+++ Record set

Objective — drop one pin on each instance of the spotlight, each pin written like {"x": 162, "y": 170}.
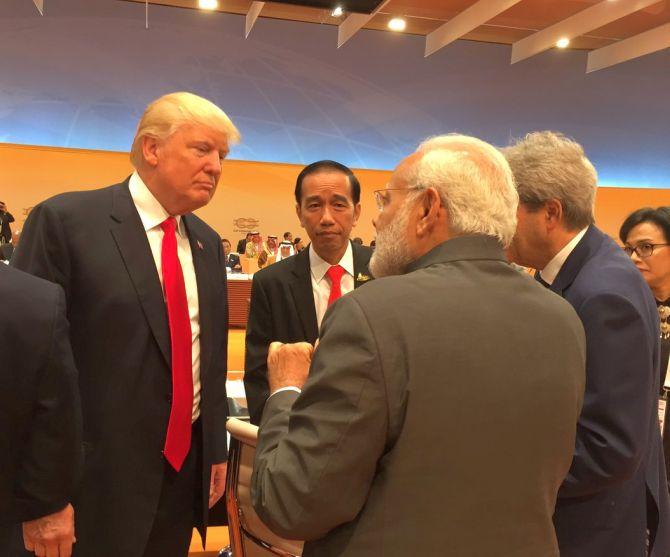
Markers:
{"x": 208, "y": 4}
{"x": 397, "y": 24}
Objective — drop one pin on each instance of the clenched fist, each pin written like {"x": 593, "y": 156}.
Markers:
{"x": 288, "y": 364}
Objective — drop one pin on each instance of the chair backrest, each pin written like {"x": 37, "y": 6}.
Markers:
{"x": 249, "y": 536}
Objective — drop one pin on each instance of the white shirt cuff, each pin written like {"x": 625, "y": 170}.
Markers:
{"x": 287, "y": 389}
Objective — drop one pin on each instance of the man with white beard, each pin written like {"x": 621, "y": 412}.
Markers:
{"x": 430, "y": 418}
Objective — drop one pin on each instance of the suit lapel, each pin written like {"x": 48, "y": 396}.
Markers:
{"x": 303, "y": 298}
{"x": 203, "y": 280}
{"x": 575, "y": 261}
{"x": 131, "y": 239}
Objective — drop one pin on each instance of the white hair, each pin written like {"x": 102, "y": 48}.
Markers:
{"x": 547, "y": 165}
{"x": 168, "y": 113}
{"x": 475, "y": 184}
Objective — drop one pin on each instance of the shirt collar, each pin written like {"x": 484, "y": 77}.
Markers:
{"x": 151, "y": 212}
{"x": 550, "y": 272}
{"x": 319, "y": 267}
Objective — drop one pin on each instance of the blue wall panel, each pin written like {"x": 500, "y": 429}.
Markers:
{"x": 81, "y": 75}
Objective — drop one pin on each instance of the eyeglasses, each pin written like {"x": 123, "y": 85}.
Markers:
{"x": 642, "y": 250}
{"x": 382, "y": 199}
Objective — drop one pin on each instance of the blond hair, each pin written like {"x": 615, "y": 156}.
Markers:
{"x": 166, "y": 114}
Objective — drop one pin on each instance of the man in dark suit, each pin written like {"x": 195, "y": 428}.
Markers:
{"x": 242, "y": 244}
{"x": 433, "y": 421}
{"x": 231, "y": 260}
{"x": 40, "y": 418}
{"x": 616, "y": 491}
{"x": 290, "y": 297}
{"x": 5, "y": 218}
{"x": 146, "y": 294}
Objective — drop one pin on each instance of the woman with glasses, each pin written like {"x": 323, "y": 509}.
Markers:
{"x": 646, "y": 238}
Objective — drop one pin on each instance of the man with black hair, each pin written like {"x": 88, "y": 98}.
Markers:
{"x": 289, "y": 298}
{"x": 5, "y": 218}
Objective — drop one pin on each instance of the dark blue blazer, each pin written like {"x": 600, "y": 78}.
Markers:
{"x": 616, "y": 488}
{"x": 40, "y": 413}
{"x": 94, "y": 245}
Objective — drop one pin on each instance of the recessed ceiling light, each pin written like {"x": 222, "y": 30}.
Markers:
{"x": 397, "y": 24}
{"x": 208, "y": 4}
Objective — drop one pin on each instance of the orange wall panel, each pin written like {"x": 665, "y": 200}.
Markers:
{"x": 259, "y": 191}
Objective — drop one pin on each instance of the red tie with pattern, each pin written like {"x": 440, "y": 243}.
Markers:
{"x": 178, "y": 439}
{"x": 335, "y": 275}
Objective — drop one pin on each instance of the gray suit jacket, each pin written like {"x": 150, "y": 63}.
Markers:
{"x": 439, "y": 416}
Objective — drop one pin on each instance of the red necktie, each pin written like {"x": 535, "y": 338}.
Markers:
{"x": 178, "y": 439}
{"x": 335, "y": 275}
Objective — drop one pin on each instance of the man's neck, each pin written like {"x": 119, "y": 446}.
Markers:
{"x": 332, "y": 258}
{"x": 557, "y": 242}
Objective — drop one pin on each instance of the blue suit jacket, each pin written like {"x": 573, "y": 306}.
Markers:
{"x": 616, "y": 488}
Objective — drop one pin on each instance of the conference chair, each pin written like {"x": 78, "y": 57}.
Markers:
{"x": 249, "y": 537}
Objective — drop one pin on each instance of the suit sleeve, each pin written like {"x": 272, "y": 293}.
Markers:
{"x": 217, "y": 385}
{"x": 258, "y": 339}
{"x": 43, "y": 250}
{"x": 51, "y": 465}
{"x": 317, "y": 452}
{"x": 620, "y": 396}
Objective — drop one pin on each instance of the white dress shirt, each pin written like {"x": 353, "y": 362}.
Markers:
{"x": 152, "y": 215}
{"x": 321, "y": 283}
{"x": 321, "y": 286}
{"x": 550, "y": 272}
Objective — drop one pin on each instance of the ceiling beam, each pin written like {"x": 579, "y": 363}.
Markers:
{"x": 354, "y": 23}
{"x": 633, "y": 47}
{"x": 587, "y": 20}
{"x": 469, "y": 19}
{"x": 252, "y": 16}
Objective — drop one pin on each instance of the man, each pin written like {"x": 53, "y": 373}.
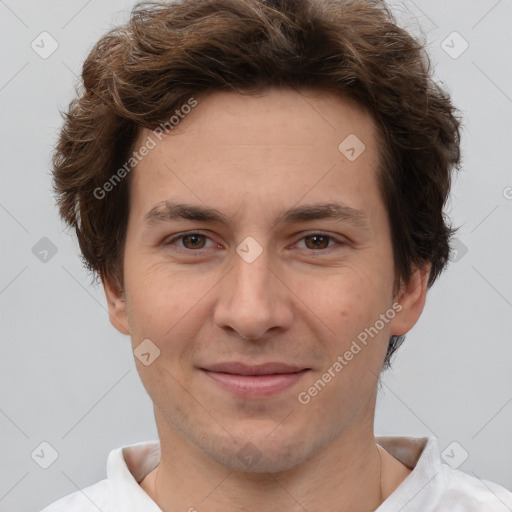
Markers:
{"x": 260, "y": 186}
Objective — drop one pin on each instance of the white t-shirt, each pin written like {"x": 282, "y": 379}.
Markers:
{"x": 432, "y": 486}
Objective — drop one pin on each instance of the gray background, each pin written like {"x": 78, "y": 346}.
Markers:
{"x": 68, "y": 378}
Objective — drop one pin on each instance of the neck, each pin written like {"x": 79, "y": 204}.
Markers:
{"x": 347, "y": 475}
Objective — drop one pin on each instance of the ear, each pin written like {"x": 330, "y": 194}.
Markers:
{"x": 116, "y": 304}
{"x": 411, "y": 297}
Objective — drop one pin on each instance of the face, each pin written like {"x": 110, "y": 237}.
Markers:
{"x": 254, "y": 268}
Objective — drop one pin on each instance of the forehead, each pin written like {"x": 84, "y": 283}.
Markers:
{"x": 241, "y": 148}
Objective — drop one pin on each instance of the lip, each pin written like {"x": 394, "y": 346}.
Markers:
{"x": 254, "y": 381}
{"x": 238, "y": 368}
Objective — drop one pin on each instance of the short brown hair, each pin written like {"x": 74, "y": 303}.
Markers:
{"x": 140, "y": 73}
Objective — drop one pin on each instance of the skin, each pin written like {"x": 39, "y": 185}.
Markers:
{"x": 251, "y": 158}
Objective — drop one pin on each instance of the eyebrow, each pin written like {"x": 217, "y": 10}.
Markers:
{"x": 168, "y": 211}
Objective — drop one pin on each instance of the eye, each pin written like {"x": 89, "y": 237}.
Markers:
{"x": 319, "y": 242}
{"x": 195, "y": 242}
{"x": 190, "y": 242}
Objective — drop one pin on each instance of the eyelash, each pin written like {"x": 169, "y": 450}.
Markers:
{"x": 171, "y": 241}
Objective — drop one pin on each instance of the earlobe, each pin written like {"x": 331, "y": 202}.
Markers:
{"x": 116, "y": 305}
{"x": 411, "y": 297}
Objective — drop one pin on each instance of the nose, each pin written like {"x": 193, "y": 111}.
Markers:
{"x": 254, "y": 300}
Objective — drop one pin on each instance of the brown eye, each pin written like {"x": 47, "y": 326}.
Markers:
{"x": 194, "y": 241}
{"x": 317, "y": 241}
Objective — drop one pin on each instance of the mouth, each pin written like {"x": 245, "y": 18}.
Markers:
{"x": 254, "y": 381}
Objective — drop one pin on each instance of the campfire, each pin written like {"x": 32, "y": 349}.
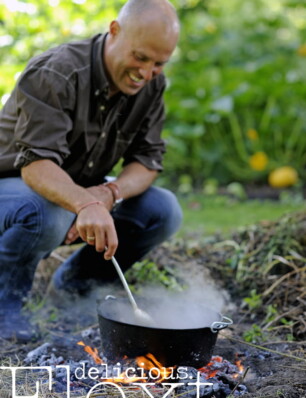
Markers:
{"x": 217, "y": 379}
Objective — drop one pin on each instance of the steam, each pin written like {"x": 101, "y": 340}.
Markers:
{"x": 193, "y": 308}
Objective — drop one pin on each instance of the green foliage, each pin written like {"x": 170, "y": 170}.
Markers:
{"x": 239, "y": 67}
{"x": 148, "y": 272}
{"x": 254, "y": 334}
{"x": 254, "y": 301}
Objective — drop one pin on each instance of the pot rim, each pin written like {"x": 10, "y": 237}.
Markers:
{"x": 220, "y": 324}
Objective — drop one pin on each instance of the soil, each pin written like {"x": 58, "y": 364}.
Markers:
{"x": 275, "y": 369}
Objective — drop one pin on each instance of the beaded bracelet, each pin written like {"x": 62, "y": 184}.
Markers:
{"x": 98, "y": 202}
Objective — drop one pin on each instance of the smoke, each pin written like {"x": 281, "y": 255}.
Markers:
{"x": 196, "y": 307}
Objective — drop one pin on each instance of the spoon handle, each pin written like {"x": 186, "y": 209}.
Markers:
{"x": 125, "y": 284}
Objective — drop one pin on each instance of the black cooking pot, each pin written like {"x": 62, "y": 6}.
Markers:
{"x": 121, "y": 335}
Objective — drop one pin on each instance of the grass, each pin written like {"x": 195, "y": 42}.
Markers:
{"x": 212, "y": 214}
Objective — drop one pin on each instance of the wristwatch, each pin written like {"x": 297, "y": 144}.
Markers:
{"x": 115, "y": 190}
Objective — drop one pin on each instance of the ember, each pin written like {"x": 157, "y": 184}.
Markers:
{"x": 216, "y": 379}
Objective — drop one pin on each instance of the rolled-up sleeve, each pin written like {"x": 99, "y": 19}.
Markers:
{"x": 44, "y": 100}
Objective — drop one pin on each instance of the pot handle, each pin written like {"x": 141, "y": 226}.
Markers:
{"x": 219, "y": 325}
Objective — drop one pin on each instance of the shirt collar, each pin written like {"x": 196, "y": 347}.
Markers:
{"x": 100, "y": 82}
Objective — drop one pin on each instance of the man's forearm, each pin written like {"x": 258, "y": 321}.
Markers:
{"x": 53, "y": 183}
{"x": 135, "y": 179}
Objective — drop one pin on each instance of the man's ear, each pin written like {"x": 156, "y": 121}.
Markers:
{"x": 114, "y": 28}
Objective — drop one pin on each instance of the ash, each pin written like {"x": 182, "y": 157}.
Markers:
{"x": 84, "y": 373}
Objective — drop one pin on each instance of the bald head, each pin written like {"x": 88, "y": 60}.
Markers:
{"x": 139, "y": 43}
{"x": 157, "y": 12}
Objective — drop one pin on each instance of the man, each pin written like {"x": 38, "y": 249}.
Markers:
{"x": 75, "y": 111}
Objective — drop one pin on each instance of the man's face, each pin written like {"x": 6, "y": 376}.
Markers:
{"x": 136, "y": 56}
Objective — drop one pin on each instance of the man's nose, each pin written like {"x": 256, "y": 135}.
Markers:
{"x": 149, "y": 71}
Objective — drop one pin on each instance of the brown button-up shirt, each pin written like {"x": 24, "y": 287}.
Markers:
{"x": 59, "y": 110}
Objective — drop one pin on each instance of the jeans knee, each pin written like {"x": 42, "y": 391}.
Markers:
{"x": 157, "y": 210}
{"x": 45, "y": 221}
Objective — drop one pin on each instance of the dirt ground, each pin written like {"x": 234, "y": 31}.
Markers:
{"x": 274, "y": 369}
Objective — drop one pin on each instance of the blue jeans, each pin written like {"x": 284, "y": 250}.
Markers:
{"x": 31, "y": 227}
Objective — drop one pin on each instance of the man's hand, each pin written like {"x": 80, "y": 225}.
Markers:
{"x": 95, "y": 226}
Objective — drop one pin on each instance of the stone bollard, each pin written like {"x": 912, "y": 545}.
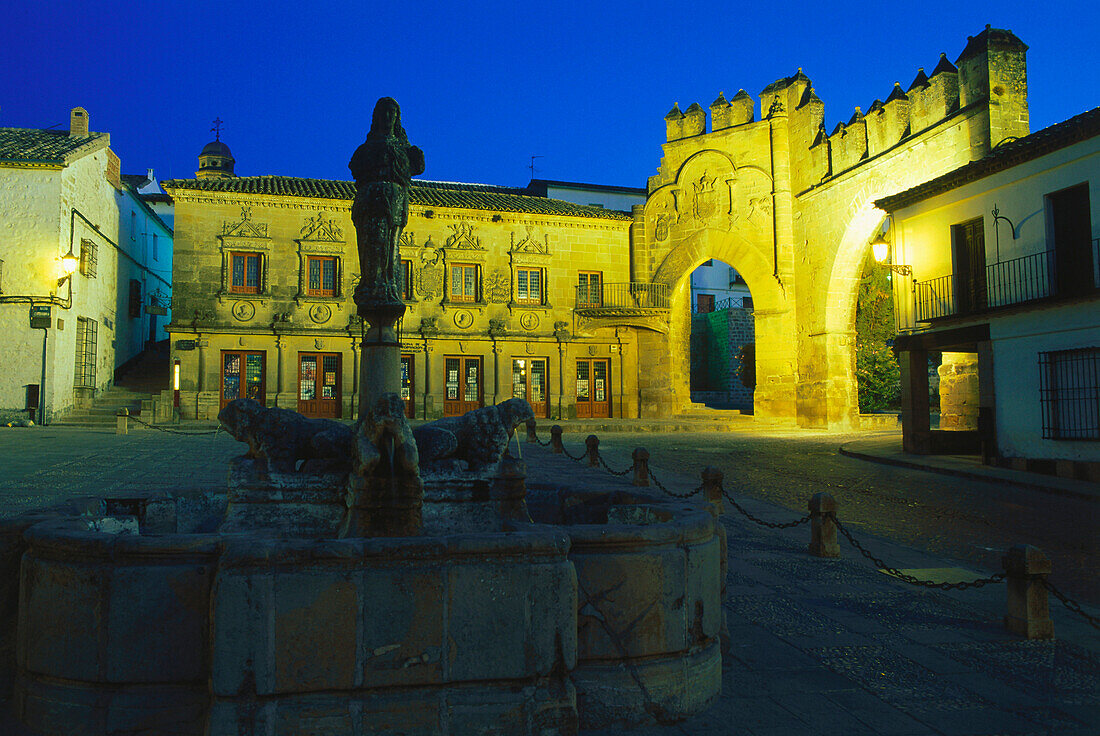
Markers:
{"x": 592, "y": 446}
{"x": 509, "y": 487}
{"x": 640, "y": 457}
{"x": 822, "y": 529}
{"x": 712, "y": 489}
{"x": 556, "y": 439}
{"x": 1029, "y": 612}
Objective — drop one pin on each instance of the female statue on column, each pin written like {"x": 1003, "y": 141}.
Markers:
{"x": 383, "y": 168}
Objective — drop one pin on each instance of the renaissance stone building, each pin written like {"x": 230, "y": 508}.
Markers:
{"x": 791, "y": 207}
{"x": 497, "y": 287}
{"x": 585, "y": 310}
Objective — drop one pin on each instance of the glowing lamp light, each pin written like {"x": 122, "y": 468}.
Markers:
{"x": 880, "y": 249}
{"x": 69, "y": 262}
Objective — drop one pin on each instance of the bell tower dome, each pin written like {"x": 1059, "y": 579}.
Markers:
{"x": 216, "y": 161}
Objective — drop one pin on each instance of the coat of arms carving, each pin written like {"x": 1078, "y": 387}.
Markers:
{"x": 318, "y": 228}
{"x": 704, "y": 197}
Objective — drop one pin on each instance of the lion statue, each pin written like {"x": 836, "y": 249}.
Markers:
{"x": 287, "y": 440}
{"x": 475, "y": 440}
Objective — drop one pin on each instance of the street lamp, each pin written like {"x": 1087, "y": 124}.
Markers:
{"x": 880, "y": 249}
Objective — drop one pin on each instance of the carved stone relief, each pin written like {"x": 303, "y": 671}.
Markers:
{"x": 244, "y": 228}
{"x": 530, "y": 243}
{"x": 498, "y": 286}
{"x": 319, "y": 228}
{"x": 243, "y": 311}
{"x": 462, "y": 238}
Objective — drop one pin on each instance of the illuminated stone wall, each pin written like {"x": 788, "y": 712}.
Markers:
{"x": 284, "y": 321}
{"x": 790, "y": 206}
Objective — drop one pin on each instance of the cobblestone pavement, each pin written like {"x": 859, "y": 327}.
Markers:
{"x": 817, "y": 647}
{"x": 971, "y": 520}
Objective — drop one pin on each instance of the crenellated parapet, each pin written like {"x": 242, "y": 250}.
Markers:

++++++

## What is required
Can you set out the entries above as a numbered list, from the line that contains "Objective — drop one pin on each instance of the street" through the end of the entries, both ends included and blank lines left out?

## Worked solution
1. Objective — drop one pin on each instance of the street lamp, each pin written like {"x": 1087, "y": 124}.
2. Markers:
3. {"x": 880, "y": 249}
4. Objective — drop one pin on each instance of the carved stone relief, each pin written like {"x": 303, "y": 671}.
5. Markers:
6. {"x": 244, "y": 228}
7. {"x": 530, "y": 243}
8. {"x": 498, "y": 286}
9. {"x": 319, "y": 228}
10. {"x": 243, "y": 311}
11. {"x": 462, "y": 238}
12. Objective — drop one pin on each instance of the illuminated stone wall, each pin written like {"x": 788, "y": 712}.
13. Markers:
14. {"x": 284, "y": 321}
15. {"x": 790, "y": 206}
16. Objective — drop one pin on each instance of the cobblestone pavement, each pin written like {"x": 859, "y": 327}.
17. Markers:
18. {"x": 817, "y": 647}
19. {"x": 971, "y": 520}
20. Objective — drop one pin on each instance of the crenellated parapet, each pin written like {"x": 242, "y": 250}.
21. Markers:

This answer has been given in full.